** TEXT FOR ANALYSIS **
***

Androsky says that SAE has been very active in developing fuel-cell-related vehicle standards. The SAE Fuel Cell Standards Committee meets monthly, and six working groups sometimes meet more frequently to address subjects such as performance, emissions, recyclability, terminology, safety, and interconnection/interfaces. To date, the SAE effort has yielded about 10 to 12 draft documents.
SAE draft documents include Recommended Practices for General Fuel Cell Vehicle Safety and Recommended Practices for Hazardous Fluid Systems in Fuel Cell Vehicles.
“If you develop the right recommended practices, it will get embraced by the companies, institutionalized within their own standards, and, eventually become industrywide in its impact,” Androsky says. “This kind of consensus-driven, freedom-of-design process will produce the safe, reliable, environmentally friendly protocols required to make fuel cells a reality.”
NFPA’s Carl Rivkin, senior chemical engineer, says that, although NFPA doesn’t yet have a standard dealing with mobile fuel cells, it does have one for stationary fuel cells, NFPA 853, Installation of Stationary Fuel Cell Power Plants, and several that relate to mobile fuel cells. NFPA 50A, Gaseous Hydrogen Systems at Consumer Sites, and NFPA 50B, Liquefied Hydrogen Systems at Consumer Sites, provide requirements for hydrogen storage.
NFPA 30A, Flammable and Combustible Liquids, gives requirements for service stations and garages. Although this document doesn’t have specific requirements for hydrogen usage, it would apply to facilities where fuel-cell-powered vehicles are repaired.
Besides the complete revision of NFPA 52, NFPA 50A and 50B are being consolidated into a revised edition of NFPA 55, Storage, Use, and Handling of Compressed and Liquefied Gases in Portable Cylinders, which will extend coverage from consumer sites to manufacturer sites. NFPA 853 is also being revised to address small residential fuel cells.

***

** RECORDS PROVIDED **
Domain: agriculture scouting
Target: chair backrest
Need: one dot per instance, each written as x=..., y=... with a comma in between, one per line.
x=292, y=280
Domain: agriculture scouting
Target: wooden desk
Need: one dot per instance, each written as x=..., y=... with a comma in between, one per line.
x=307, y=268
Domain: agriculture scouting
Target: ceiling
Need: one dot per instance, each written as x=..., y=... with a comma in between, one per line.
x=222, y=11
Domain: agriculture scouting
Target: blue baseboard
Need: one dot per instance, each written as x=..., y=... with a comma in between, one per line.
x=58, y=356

***

** ABOUT THIS EXERCISE **
Please extend the passage on fuel-cell safety standards, starting right after its last sentence.

** RESPONSE AREA **
Even without outside safety standards specific to motor vehicle fuel cells, Ford Motor Company has implemented many safety systems in its demonstration fuel-cell-powered vehicles. The hydrogen-detection system consists of four sensors, two in the trunk, one under the hood, and another in the passenger compartment. Eight small fans continuously vent the vehicle during operation and fueling. Although hydrogen is nontoxic, it can cause asphyxiation when it displaces the normal 21 percent of oxygen in the air in a confined area without adequate ventilation.
BMW conducted numerous crash tests to see what would happen if the hydrogen tank on its vehicles was punctured or damaged. Its engineers report the liquid hydrogen dissipated harmlessly into the air.
NFPA 50A and 50B provide requirements for fire protection at facilities storing liquid and gaseous forms of hydrogen. Both standards state that “personnel shall be cautioned that hydrogen flames are practically invisible,” and that hydrogen fires aren’t normally extinguished until the hydrogen supply has been shut off because of the danger of reignition or explosion.
Combination fog and solid stream nozzles are preferred for the widest adaptability in fire control. Small hydrogen fires can be extinguished with portable dry-chemical extinguishers or with carbon dioxide, nitrogen, and steam. Reignition may occur if a metal surface adjacent to the flame isn’t cooled with water or some other means.
The safety-standards effort seems set to keep pace with whatever technological breakthroughs come about. SAE's Androsky stresses that NFPA’s role in developing standards is very important.
“The more we talk, the better we can harmonize, and that's good for the public and the industry,” he says.